(Written exercise) Copy every one of the following entries word for word, leaving out the pictures.

(Records supplied)
• • •

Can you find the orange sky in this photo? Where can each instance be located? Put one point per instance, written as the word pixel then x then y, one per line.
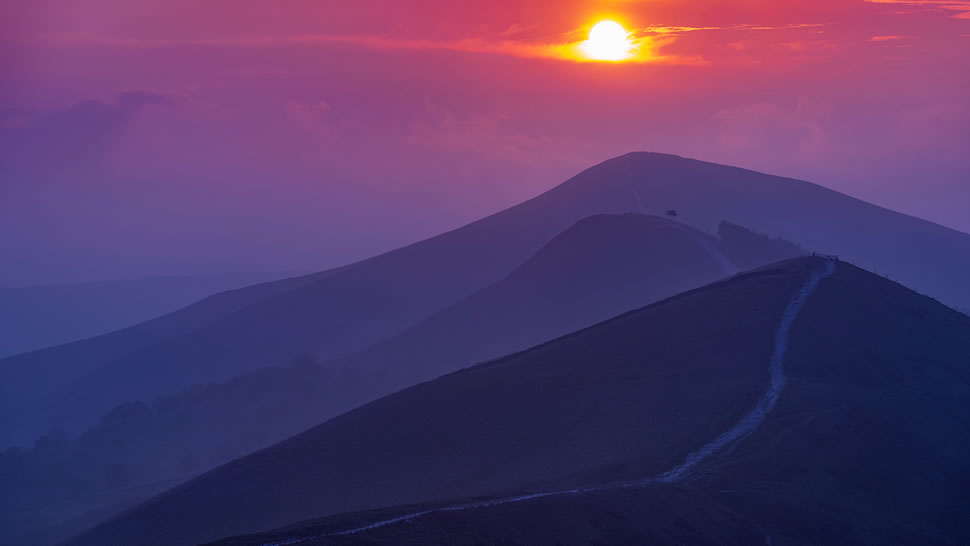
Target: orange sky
pixel 254 122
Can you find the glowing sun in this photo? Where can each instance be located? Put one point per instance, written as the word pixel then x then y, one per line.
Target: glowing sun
pixel 608 41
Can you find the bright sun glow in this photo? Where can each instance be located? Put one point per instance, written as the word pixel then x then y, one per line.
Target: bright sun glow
pixel 608 41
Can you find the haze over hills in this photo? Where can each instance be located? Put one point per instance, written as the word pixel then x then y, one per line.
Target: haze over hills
pixel 598 268
pixel 34 317
pixel 769 398
pixel 372 300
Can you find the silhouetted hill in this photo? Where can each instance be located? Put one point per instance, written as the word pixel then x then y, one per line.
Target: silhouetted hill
pixel 863 442
pixel 598 268
pixel 372 300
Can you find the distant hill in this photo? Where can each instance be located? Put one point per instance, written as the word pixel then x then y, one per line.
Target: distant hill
pixel 370 301
pixel 865 441
pixel 34 317
pixel 598 268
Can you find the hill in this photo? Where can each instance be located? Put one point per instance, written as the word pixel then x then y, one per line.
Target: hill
pixel 34 317
pixel 369 301
pixel 598 268
pixel 685 393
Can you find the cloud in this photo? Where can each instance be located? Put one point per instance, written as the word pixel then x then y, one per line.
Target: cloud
pixel 65 141
pixel 887 38
pixel 961 7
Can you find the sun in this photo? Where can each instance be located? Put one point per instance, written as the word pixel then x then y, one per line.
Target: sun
pixel 608 41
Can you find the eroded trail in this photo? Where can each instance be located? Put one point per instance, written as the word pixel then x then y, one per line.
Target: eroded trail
pixel 748 424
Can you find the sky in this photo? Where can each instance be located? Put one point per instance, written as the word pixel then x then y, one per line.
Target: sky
pixel 146 138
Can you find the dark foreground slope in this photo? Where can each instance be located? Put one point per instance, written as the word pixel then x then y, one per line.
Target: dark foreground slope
pixel 598 268
pixel 374 299
pixel 625 399
pixel 869 443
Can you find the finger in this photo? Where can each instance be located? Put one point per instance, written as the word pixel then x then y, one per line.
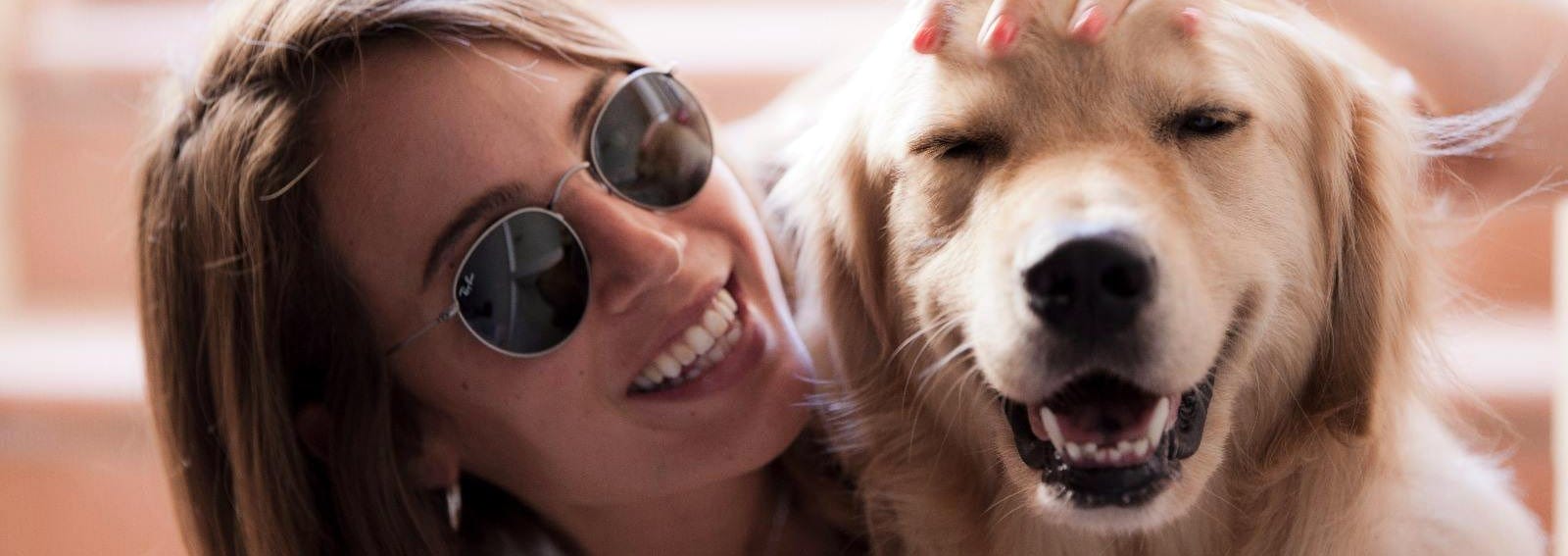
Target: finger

• • •

(Response to this task)
Can you find the orange sky in this photo? Where can each instance be located? Put one point per instance, written as the word pixel then x then y, one per line.
Target: orange sky
pixel 254 122
Can you find the glowing sun in this photo? Where can each instance be located? Put one point per instance, written as the word pixel then x then y, one per line.
Target: glowing sun
pixel 608 41
Can you find the bright sun glow in this photo? Where can each instance be located? Put one point per instance, written as the word pixel then x then y, one per line.
Target: bright sun glow
pixel 608 41
Can you find the haze over hills in this photo? Where can each instance be located? Put one point per instance, written as the word pixel then x then y, one per line.
Target: haze over hills
pixel 598 268
pixel 34 317
pixel 769 398
pixel 372 300
Can you find the silhouetted hill in this photo? Where can each instance be located? Put one point per instance, written as the word pixel then x then y, one per line.
Target: silhouetted hill
pixel 863 442
pixel 598 268
pixel 372 300
Can you find the distant hill in this photo? Where can each instance be located? Put one point per instance, written as the word pixel then x then y, one per line.
Target: distant hill
pixel 370 301
pixel 865 441
pixel 34 317
pixel 598 268
Can you find the hill in this photo? Where can each instance be located? Put one point per instance, written as the word pixel then x then y, one per line.
Target: hill
pixel 34 317
pixel 369 301
pixel 598 268
pixel 685 393
Can you find the cloud in this photo? Where can each instance be located? Put one point per instance, written as the word pixel then x then y, one per line.
Target: cloud
pixel 65 141
pixel 887 38
pixel 961 7
Can you find the sun in this photo? Where can each instance be located? Put one point per instance, written as the word pixel then x then y, one per line.
Target: sun
pixel 608 41
Can you find the eroded trail in this photo? Where can each instance be located? Put one point per instance, written as the word pixel then x then y, one per line.
Target: eroded trail
pixel 748 424
Can you find the sky in this photo? Where can each instance be located? Put one point per instance, written as the word pixel then x then y, one per line.
Target: sky
pixel 146 138
Can you find the dark foreground slope in this photo? Where can each instance be located? Put one point per instance, written as the word pixel then x then y, one per line.
Target: dark foreground slope
pixel 598 268
pixel 374 299
pixel 625 399
pixel 869 443
Can you find the finger in this photo? Where can each instance be located? Put one point per instance, written as the word pixel then x then y, one per line.
Target: finger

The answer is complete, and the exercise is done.